PROBLEM DESCRIPTION:
Would you print all of the records below exactly, without skipping any?

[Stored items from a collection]
:::::

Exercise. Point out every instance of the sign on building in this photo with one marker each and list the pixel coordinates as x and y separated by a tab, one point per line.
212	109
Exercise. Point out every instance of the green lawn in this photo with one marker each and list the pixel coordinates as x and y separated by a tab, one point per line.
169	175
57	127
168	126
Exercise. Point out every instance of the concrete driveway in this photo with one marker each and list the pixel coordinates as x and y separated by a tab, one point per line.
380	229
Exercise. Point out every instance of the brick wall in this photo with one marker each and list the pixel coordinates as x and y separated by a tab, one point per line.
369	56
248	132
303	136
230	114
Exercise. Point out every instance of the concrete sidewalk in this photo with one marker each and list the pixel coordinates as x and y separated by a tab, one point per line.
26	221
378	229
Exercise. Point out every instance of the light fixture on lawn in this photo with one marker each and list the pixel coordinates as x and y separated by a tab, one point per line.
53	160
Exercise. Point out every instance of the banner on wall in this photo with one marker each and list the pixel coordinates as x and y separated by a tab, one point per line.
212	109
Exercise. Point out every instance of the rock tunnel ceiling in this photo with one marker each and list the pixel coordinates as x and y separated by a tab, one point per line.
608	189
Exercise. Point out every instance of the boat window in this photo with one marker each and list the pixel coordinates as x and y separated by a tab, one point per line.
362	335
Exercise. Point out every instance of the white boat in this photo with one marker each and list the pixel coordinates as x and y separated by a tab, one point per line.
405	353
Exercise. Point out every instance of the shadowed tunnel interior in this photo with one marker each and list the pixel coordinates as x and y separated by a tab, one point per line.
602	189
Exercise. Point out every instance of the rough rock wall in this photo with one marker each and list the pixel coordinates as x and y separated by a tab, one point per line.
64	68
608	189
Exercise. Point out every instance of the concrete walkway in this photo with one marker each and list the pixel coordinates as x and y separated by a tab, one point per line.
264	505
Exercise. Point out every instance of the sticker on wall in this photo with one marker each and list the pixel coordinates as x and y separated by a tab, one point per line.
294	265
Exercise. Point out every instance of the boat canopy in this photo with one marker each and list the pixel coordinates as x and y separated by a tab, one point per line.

:::::

SOLUTION TO THE PROBLEM:
Exercise. Point out every instance of the sign on building in this photo with one marker each and list the pixel coordinates as x and y separated by a tab, one point per line.
212	109
Exercise. Point out every instance of the green lawn in this photo with one marker each and list the pixel coordinates as x and y separated by a tab, one point per line.
169	175
57	127
168	126
Exercise. Point out every instance of the concrete driveway in this photo with one marker each and list the pixel coordinates as x and y separated by a tab, one point per line.
380	229
Exercise. Point out every instance of the brick wall in this photo with one marker each and list the pixel coordinates as x and y separated by a tab, one point per line.
369	56
248	132
303	136
230	114
Exercise. Point out every instance of the concrete sidewalk in this photo with one marker each and list the pixel coordinates as x and y separated by a tab, one point per line.
26	221
378	229
Exercise. Point out every instance of the light fixture on lawn in this photo with one marker each and list the pixel coordinates as x and y separated by a tab, one point per line.
53	160
Exercise. Point out every instance of the banner on wall in this photo with one marker each and list the pixel coordinates as x and y separated by a tab, one point per line.
212	109
Exercise. Point out every instance of the rock tunnel ceiling in this photo with one marker each and list the pixel coordinates as x and y separated by a tab, one point per line.
608	189
Exercise. Point out every instance of the boat window in this photo with one marker each and list the pixel coordinates as x and y separated by a tab, one point per line.
362	335
Exercise. Point out every instance of the white boat in this photo with one marker each and list the pixel coordinates as x and y separated by a tab, one point per line.
405	353
Exercise. Point out every instance of the shadowed tunnel interior in this photo with one marker each and list the pixel coordinates as x and y separated by a tab, one point per line.
602	189
Exercise. Point out every instance of the rough rock wall in this photo with one marker each and list the pixel coordinates as x and y separated by a tab, one point per line.
64	68
608	189
Exercise. Point out every instance of the concrete walkway in this photo with one marker each and list the pixel coordinates as x and y separated by a tab, one point per line.
264	505
Exercise. Point out every instance of the sticker on wall in this photo with one marker each and list the pixel coordinates as x and y separated by a tab, one point per line.
294	265
Exercise. Point out every instance of the boat canopy in this photo with one marker each and list the pixel coordinates as x and y separated by a tab, one point per line.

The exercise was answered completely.